● **Given passage**
━━━━━━━━

This is quite normal during a hot code upgrade or on a development node that is configured to recompile modules when the source code is changed, but in a production environment it is likely to indicate a problem either in configuration or in deployment management.
While it useful to apply patches manually to keep control of the process, automating system deployments by using scripts is less prone to errors. Nonetheless, scripts can also fail, so if you suspect that some nodes are using different versions of the same module, check the MD5 hashes or the used compilation options hold for the module loaded on those nodes. You can use WombatOAM to easily retrieve this information: Under Topology, select the node or node family, click Modules. WombatOAM shows detailed information about all the modules loaded on your system. You can find a specific module by using the search box at the top.
When the old version of the module is no longer in use, there is no need to keep it loaded in. To get rid of such old versions, go to Topology and select the node having old code → Home. In the Soft purge modules panel submit the request. Executing this request is safe, as only the old version of those modules are purged that aren't referenced by any process.
As the result, the old version of my_mod was successfully purged, which cleared the old_code alarm automatically.
different_application_versions alarm
It isn't only the presence of different module versions that can lead to partial service degradations. If different application versions are running on some nodes of a cluster, users are also likely to experience problems.

━━━━━━━━

● **Job A**
List every identifier in the passage on module versions that contains an underscore, in the order it first appears.
● **Job B**
Return the passage on module versions word for word, from "different_application_versions alarm" up to and including "to experience problems.".

● **Extracted records**
━━━━━━━━

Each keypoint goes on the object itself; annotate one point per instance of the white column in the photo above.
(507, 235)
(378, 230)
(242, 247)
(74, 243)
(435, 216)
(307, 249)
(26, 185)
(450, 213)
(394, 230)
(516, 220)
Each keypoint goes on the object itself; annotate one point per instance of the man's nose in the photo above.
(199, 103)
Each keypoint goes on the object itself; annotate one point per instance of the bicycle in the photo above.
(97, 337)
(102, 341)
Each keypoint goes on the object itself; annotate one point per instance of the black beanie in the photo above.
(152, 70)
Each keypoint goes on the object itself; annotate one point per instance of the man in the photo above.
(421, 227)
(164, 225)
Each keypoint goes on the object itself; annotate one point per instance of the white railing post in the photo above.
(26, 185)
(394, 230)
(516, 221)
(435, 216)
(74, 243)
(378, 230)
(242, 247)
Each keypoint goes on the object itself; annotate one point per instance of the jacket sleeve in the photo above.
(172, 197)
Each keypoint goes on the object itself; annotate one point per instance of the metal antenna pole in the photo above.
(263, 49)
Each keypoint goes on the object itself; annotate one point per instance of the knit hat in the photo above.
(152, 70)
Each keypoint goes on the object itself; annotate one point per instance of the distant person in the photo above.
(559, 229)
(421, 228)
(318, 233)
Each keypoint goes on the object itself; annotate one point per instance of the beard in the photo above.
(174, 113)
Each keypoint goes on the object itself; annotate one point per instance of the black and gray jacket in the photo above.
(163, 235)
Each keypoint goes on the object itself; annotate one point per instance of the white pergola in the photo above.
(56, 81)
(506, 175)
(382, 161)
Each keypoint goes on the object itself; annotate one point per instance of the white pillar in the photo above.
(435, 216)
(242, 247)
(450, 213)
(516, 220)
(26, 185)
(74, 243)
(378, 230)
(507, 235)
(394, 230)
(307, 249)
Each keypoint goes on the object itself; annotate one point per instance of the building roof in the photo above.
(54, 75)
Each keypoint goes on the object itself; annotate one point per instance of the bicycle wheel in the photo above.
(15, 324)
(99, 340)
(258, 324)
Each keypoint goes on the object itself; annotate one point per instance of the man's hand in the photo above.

━━━━━━━━

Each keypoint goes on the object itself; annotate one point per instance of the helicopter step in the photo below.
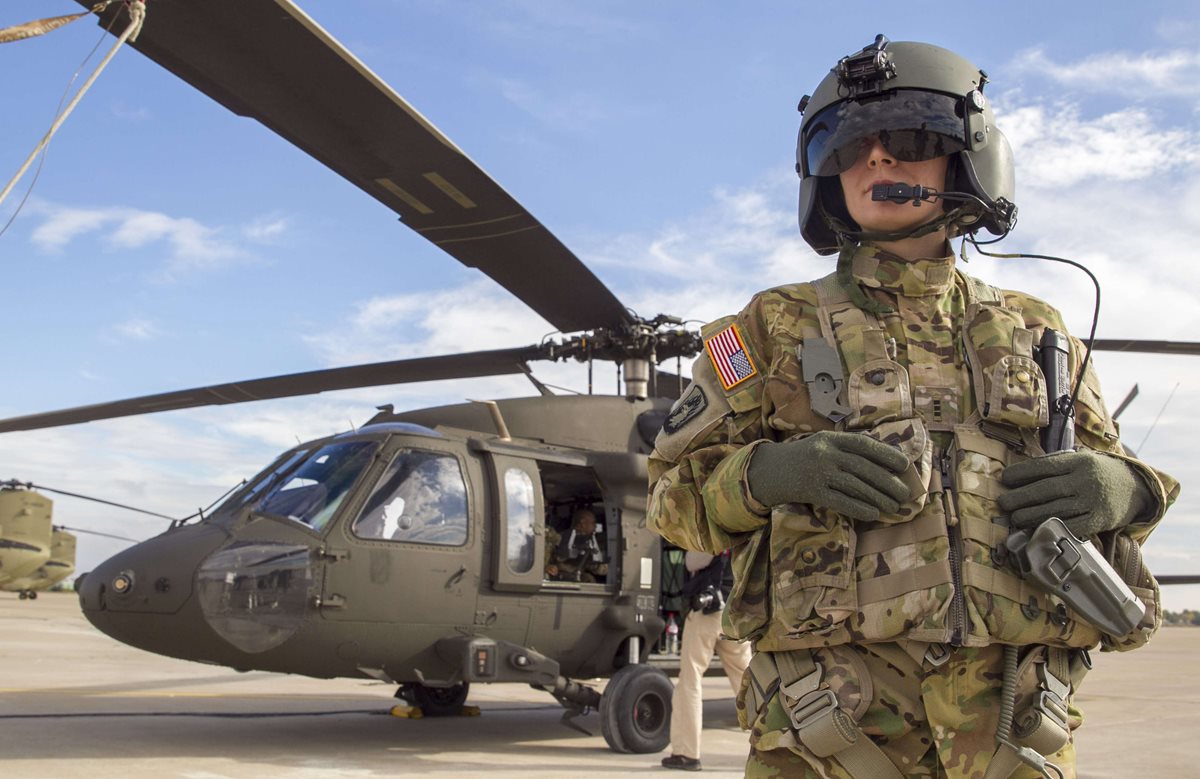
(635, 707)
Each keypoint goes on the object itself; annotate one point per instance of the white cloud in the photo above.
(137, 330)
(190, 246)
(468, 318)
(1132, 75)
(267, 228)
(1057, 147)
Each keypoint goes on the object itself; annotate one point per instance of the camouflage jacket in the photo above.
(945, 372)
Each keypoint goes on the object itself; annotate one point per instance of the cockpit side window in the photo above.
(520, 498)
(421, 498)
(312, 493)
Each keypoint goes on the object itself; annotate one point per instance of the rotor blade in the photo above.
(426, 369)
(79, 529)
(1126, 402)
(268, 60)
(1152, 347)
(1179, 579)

━━━━━━━━

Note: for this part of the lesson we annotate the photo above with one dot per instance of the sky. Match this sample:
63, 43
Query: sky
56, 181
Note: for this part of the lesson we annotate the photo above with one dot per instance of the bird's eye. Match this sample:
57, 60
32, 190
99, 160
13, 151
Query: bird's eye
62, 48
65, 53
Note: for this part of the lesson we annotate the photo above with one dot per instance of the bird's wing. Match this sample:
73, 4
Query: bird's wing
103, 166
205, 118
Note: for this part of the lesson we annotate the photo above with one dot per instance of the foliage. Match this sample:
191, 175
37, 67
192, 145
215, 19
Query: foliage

━━━━━━━━

● **Final answer A**
my_mod, old_code, different_application_versions

● **Final answer B**
different_application_versions alarm
It isn't only the presence of different module versions that can lead to partial service degradations. If different application versions are running on some nodes of a cluster, users are also likely to experience problems.